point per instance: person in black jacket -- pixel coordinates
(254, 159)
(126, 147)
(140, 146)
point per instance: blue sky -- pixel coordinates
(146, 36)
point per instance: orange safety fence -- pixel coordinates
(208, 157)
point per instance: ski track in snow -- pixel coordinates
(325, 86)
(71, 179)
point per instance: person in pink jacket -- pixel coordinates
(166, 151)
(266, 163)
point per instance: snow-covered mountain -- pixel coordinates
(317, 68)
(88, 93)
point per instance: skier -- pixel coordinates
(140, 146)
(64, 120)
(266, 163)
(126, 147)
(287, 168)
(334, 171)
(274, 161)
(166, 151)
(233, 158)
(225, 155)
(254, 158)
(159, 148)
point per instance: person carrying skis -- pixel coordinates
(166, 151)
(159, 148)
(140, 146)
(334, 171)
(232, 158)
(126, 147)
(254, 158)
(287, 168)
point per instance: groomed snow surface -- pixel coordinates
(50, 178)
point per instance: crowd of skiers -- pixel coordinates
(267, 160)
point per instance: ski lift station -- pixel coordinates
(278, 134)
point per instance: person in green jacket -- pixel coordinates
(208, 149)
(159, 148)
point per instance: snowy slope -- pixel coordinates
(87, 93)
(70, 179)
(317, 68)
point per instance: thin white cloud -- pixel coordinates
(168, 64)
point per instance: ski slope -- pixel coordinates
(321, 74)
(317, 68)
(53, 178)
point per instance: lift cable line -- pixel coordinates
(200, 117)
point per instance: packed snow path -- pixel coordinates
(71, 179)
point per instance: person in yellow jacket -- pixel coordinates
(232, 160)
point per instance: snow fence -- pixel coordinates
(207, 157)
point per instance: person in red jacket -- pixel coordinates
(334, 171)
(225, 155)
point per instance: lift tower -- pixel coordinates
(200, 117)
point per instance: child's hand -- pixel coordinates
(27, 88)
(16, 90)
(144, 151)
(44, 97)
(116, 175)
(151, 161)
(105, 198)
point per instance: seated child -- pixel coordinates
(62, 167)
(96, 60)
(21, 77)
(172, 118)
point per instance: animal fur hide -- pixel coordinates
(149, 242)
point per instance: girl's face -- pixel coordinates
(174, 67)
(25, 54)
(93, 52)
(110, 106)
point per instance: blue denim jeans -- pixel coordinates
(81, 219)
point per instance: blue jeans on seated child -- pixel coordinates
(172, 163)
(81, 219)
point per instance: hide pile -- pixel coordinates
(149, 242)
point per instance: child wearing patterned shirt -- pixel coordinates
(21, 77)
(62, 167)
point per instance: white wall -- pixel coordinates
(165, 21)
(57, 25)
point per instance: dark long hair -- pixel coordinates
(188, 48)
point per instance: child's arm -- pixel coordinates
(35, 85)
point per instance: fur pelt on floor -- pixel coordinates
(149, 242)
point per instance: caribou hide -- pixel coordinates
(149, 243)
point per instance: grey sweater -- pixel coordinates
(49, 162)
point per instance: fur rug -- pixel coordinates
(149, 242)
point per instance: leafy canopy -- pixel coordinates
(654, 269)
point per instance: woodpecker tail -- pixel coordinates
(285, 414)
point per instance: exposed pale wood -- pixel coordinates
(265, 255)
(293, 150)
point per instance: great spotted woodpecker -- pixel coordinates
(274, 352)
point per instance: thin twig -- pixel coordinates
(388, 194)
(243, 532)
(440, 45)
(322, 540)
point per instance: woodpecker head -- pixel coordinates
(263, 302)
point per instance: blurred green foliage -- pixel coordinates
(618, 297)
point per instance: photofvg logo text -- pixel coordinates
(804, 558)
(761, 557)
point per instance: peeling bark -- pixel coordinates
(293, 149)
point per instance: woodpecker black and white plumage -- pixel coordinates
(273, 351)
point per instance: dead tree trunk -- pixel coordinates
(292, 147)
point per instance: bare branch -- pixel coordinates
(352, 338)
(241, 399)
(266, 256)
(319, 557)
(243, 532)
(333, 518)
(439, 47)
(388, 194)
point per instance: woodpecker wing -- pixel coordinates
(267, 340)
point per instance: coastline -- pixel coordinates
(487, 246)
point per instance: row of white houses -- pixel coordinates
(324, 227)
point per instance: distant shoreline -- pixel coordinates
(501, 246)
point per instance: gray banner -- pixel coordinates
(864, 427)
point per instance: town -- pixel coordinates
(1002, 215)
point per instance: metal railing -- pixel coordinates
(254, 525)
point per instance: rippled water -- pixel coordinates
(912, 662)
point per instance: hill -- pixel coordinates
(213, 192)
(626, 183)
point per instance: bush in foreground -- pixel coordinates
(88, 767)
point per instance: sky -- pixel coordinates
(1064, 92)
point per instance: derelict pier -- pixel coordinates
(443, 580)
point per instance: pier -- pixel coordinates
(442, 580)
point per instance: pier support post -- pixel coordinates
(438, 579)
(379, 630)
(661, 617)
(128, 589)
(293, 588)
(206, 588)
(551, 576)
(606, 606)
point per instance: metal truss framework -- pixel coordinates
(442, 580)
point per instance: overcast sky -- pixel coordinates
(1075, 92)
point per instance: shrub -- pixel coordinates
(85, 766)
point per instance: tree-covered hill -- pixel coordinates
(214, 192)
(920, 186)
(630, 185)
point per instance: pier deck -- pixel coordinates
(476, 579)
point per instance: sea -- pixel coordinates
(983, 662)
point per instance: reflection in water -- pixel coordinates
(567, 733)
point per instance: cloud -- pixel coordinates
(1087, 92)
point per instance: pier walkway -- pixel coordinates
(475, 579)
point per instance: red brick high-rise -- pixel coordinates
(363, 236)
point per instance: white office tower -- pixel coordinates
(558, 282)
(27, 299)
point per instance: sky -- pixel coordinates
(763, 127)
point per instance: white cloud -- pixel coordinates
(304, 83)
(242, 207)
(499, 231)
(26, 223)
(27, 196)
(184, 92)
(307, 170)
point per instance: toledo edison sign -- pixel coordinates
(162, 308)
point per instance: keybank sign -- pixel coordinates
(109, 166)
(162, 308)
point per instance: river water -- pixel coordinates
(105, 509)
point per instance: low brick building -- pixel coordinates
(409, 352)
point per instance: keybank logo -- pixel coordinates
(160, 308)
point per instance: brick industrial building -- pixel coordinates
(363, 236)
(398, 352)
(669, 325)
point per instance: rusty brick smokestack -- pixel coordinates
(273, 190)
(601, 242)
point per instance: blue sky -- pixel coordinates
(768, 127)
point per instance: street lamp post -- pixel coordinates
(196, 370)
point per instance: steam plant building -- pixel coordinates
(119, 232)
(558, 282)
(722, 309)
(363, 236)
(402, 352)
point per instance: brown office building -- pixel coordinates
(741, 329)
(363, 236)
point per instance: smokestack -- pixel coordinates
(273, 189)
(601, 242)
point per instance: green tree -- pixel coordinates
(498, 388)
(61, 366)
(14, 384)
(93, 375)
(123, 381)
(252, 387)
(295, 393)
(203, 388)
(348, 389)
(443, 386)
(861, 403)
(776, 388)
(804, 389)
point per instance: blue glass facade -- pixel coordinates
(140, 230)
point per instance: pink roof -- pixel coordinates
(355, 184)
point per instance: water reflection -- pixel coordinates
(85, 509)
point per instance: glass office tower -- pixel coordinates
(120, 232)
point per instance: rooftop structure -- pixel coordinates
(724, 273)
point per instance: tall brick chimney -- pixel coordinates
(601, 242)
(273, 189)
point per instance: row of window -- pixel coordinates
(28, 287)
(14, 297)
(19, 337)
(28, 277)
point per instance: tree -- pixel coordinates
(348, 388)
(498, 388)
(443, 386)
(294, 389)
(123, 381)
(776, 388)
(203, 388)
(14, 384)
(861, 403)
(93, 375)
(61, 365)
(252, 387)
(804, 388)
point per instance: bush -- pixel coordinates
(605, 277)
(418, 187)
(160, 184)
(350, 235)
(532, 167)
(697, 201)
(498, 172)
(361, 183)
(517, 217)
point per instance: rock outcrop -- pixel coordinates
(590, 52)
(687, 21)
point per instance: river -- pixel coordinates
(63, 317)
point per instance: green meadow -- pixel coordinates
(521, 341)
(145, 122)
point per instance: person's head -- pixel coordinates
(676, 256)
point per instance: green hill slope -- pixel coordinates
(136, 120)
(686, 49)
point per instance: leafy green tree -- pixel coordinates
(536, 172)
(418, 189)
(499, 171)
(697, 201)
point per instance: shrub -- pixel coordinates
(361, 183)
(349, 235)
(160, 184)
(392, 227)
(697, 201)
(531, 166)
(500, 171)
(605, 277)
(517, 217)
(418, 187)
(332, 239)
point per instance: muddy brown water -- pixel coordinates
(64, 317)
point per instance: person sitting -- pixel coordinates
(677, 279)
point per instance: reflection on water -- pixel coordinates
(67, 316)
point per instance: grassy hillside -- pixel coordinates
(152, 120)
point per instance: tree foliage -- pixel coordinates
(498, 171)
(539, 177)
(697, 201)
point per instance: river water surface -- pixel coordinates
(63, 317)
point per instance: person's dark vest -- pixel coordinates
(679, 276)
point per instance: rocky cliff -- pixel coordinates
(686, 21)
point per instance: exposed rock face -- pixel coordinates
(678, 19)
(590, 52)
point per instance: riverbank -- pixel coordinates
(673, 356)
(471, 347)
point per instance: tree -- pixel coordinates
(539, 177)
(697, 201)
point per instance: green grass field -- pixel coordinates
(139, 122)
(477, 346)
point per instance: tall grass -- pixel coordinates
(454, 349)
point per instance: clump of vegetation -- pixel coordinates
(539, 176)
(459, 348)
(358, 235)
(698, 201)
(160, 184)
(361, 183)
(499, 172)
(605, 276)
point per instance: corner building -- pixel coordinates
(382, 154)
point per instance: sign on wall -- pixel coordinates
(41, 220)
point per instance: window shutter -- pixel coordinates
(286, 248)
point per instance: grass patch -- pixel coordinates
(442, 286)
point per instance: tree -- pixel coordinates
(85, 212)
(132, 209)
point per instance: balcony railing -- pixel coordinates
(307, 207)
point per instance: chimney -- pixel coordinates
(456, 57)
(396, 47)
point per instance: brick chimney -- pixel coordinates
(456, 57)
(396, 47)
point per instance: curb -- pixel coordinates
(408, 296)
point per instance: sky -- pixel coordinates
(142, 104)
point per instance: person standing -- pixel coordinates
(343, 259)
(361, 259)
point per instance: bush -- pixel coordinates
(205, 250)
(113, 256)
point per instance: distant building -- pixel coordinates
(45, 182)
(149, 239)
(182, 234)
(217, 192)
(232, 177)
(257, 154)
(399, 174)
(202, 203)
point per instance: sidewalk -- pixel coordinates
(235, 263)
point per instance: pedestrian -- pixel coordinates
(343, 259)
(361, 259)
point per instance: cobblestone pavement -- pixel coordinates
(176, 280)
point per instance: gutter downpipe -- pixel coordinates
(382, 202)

★ ★ ★ ★ ★ ★ ★

All lines from the one that contains "point per instance: muddy" through the end of the material are to be quoted exactly, with both ends included.

point per instance: muddy brown water -- pixel coordinates
(64, 317)
point per instance: person sitting -- pixel coordinates
(677, 279)
point per instance: reflection on water -- pixel coordinates
(67, 316)
point per instance: grassy hillside -- pixel coordinates
(152, 120)
point per instance: tree foliage -- pixel coordinates
(498, 171)
(539, 177)
(697, 201)
point per instance: river water surface -- pixel coordinates
(63, 317)
point per instance: person's dark vest -- pixel coordinates
(679, 276)
point per instance: rocky cliff -- pixel coordinates
(686, 21)
point per instance: exposed rock face -- pixel coordinates
(678, 19)
(590, 52)
point per instance: riverbank -- pixel coordinates
(673, 356)
(471, 347)
point per instance: tree -- pixel coordinates
(539, 177)
(697, 201)
point per instance: green grass field -- pixel coordinates
(139, 122)
(477, 346)
point per instance: tall grass -- pixel coordinates
(454, 349)
point per instance: clump of vegetation -- pixel coordinates
(539, 176)
(459, 348)
(358, 235)
(698, 201)
(160, 184)
(361, 183)
(499, 172)
(605, 276)
point per instance: corner building -- pixel coordinates
(382, 154)
point per instance: sign on wall -- pixel coordinates
(41, 220)
point per instance: window shutter -- pixel coordinates
(286, 248)
point per instance: grass patch -- pixel coordinates
(442, 286)
point per instance: tree -- pixel coordinates
(85, 212)
(132, 209)
point per instance: balcony railing -- pixel coordinates
(307, 207)
point per instance: chimney -- pixel coordinates
(456, 57)
(396, 47)
point per instance: brick chimney -- pixel coordinates
(456, 57)
(396, 47)
point per instance: curb -- pixel coordinates
(408, 296)
point per instance: sky -- pixel coordinates
(142, 104)
point per instance: person standing -- pixel coordinates
(343, 259)
(361, 259)
point per instance: bush -- pixel coordinates
(205, 250)
(113, 256)
point per instance: distant building -- pixel coordinates
(45, 182)
(149, 239)
(182, 234)
(217, 192)
(232, 177)
(257, 154)
(399, 174)
(202, 203)
point per instance: sidewalk -- pixel coordinates
(235, 263)
point per instance: pedestrian -- pixel coordinates
(343, 259)
(361, 259)
point per instance: cobblestone pavement -- pixel coordinates
(176, 280)
point per instance: gutter downpipe -- pixel coordinates
(382, 202)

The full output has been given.